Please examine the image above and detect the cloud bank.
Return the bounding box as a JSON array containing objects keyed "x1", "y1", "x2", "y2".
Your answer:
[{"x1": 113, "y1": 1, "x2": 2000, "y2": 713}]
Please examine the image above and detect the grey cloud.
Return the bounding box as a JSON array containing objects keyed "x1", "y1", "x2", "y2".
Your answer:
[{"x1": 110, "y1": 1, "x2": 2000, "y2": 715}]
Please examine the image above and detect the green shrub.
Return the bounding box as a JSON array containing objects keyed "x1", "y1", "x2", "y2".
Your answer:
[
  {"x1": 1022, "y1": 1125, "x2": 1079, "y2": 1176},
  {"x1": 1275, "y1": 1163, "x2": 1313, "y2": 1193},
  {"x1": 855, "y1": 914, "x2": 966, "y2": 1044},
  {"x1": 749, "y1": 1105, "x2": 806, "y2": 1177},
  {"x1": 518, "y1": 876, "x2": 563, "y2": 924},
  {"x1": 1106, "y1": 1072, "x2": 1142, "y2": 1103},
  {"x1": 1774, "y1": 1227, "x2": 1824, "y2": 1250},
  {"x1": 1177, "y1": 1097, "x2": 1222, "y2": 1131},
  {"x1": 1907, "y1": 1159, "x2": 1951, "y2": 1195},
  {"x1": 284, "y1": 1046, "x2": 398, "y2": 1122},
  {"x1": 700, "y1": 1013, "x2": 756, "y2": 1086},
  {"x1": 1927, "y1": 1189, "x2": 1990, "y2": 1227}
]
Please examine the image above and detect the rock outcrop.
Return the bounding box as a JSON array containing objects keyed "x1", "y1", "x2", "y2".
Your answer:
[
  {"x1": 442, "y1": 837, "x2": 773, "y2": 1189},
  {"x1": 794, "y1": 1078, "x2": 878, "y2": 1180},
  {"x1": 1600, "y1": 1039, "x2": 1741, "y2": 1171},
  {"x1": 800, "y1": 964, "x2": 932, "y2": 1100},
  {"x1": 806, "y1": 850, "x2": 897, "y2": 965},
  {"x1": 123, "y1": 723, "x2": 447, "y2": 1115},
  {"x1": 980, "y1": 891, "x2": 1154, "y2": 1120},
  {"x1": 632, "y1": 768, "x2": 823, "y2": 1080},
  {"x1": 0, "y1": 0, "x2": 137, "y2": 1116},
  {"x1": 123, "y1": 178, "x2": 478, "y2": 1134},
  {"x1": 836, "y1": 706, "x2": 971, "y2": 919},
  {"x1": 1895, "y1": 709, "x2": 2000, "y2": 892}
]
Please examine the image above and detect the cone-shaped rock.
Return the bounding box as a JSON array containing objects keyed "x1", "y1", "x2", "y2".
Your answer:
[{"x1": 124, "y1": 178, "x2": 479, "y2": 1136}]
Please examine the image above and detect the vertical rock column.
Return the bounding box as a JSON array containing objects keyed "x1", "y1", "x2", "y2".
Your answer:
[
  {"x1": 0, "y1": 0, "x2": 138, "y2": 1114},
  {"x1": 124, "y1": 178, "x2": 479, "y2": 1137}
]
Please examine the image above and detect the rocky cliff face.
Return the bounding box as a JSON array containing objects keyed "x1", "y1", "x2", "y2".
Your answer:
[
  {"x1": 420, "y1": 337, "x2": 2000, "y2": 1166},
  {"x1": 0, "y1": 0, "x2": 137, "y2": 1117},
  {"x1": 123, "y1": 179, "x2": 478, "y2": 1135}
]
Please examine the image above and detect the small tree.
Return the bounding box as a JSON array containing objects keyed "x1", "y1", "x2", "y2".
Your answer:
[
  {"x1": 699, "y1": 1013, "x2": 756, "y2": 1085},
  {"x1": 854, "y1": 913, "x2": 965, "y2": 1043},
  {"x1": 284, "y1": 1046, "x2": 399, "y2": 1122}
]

_Task requirements:_
Wherever the string "image" appears in a line above, copy that line.

_Output for this exercise:_
Please examine the image above and detect the cloud bank.
Please examine the image above and detect the grey cloud.
Please examine the image above and detect the green shrub.
Please examine the image above and detect the rock outcrop.
Please examine the image above and detect the cone-shaped rock.
Please examine the image above and detect the vertical rock column.
Please examine the image above and detect the rocky cliff face.
Please examine the image above and detect the small tree.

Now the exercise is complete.